-- BEGIN SOURCE DATA --
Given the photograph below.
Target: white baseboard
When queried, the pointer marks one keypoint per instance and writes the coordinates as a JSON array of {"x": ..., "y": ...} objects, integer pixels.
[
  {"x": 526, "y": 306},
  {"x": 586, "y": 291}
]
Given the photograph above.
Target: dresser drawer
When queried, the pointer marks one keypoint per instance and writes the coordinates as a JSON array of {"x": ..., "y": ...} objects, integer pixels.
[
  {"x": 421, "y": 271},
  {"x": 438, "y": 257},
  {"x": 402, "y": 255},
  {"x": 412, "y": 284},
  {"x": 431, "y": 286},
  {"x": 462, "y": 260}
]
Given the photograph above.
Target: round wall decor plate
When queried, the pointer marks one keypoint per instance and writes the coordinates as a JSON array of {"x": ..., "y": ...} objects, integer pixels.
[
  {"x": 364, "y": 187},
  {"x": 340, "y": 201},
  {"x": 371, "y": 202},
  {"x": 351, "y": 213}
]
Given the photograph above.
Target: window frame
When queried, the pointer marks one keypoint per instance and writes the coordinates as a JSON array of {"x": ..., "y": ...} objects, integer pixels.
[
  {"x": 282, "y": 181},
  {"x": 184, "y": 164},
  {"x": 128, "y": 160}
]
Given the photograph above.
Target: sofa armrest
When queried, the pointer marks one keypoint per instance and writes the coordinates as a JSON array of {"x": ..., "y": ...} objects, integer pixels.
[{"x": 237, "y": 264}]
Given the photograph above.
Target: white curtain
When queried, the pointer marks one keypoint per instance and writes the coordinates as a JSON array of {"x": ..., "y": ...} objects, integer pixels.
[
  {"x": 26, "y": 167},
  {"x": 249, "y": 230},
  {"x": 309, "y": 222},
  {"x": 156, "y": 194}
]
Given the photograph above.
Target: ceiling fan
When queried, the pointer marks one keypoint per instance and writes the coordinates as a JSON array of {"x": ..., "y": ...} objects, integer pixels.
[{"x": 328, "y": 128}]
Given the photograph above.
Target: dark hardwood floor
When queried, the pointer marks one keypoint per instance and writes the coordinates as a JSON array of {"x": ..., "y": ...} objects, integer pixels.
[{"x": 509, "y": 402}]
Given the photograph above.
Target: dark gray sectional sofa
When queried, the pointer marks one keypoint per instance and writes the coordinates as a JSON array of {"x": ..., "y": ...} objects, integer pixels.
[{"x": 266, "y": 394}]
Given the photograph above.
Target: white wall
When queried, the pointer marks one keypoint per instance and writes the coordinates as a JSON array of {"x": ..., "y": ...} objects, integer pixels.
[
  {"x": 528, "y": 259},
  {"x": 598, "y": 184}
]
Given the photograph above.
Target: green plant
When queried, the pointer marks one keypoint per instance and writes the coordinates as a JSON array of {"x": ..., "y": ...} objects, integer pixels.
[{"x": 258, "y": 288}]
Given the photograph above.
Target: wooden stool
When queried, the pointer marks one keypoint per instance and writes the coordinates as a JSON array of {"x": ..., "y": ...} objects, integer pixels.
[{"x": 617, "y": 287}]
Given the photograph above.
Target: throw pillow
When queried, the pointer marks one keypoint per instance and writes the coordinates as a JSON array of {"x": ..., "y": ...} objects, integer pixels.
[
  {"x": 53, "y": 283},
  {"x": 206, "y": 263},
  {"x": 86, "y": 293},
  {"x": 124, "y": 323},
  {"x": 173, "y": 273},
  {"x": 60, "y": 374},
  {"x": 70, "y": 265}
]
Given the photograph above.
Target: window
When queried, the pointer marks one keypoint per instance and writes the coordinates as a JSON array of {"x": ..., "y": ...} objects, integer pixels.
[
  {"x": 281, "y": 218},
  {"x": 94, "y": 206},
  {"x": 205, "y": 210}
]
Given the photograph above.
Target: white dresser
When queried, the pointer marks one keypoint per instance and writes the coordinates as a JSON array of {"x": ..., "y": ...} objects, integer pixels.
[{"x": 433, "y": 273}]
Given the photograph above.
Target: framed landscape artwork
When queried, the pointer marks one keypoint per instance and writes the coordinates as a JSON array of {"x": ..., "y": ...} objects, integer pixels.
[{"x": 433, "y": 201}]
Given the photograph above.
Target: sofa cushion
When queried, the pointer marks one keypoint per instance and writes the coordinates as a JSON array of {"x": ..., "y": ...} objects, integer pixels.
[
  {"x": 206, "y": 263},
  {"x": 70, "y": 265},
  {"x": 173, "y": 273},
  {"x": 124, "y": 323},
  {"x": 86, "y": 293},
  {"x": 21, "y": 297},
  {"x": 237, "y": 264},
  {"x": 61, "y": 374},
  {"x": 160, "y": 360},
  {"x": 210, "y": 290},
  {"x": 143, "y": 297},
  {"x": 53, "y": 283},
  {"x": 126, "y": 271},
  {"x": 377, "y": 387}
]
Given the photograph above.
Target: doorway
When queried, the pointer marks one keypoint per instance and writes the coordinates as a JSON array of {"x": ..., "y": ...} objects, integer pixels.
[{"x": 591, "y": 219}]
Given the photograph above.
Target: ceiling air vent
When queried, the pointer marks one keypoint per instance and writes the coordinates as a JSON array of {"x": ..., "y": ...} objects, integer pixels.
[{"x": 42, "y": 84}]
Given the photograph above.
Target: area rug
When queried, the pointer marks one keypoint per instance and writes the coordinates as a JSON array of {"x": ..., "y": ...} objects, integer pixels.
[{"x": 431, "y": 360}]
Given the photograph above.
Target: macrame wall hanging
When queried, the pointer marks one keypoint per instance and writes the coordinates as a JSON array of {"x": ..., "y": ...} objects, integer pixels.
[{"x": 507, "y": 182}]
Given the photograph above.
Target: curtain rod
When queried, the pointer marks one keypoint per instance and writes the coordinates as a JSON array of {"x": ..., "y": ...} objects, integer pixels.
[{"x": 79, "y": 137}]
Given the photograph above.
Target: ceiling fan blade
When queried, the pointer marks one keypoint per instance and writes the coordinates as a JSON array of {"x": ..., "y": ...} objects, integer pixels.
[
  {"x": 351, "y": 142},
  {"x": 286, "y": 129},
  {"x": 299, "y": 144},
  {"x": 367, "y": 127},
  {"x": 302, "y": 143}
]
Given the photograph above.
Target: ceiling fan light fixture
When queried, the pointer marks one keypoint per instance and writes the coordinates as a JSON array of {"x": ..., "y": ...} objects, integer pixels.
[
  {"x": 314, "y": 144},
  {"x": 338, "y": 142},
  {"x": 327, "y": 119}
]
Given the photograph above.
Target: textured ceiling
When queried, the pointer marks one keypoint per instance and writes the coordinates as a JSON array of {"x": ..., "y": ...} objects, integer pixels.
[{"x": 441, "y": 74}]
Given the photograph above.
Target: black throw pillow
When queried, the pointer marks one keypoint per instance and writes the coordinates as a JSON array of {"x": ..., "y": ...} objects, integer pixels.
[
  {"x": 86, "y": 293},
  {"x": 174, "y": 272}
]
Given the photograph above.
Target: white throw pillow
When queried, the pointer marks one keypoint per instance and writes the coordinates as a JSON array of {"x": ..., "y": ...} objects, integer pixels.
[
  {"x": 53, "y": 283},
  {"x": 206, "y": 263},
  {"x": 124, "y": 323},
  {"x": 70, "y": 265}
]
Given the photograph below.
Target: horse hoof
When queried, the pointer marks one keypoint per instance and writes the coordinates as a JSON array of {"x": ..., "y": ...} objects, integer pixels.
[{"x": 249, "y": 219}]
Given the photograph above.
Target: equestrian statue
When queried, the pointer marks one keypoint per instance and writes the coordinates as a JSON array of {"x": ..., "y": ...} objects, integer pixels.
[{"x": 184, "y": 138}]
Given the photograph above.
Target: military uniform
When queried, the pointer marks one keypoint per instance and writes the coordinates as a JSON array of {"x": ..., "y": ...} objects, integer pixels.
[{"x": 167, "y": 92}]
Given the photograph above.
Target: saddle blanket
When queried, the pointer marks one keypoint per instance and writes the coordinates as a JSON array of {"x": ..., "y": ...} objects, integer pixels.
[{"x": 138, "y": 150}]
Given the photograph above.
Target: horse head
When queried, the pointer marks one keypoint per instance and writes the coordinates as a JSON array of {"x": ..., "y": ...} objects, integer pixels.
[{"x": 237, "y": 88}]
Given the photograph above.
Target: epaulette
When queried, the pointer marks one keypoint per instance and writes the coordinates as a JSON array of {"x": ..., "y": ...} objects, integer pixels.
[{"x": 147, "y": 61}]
-- END SOURCE DATA --
Identify every line above that contains the word "throw", and copy each such line in full.

COMPLETE ANSWER -
Target: throw pillow
Target: black throw pillow
Target: white throw pillow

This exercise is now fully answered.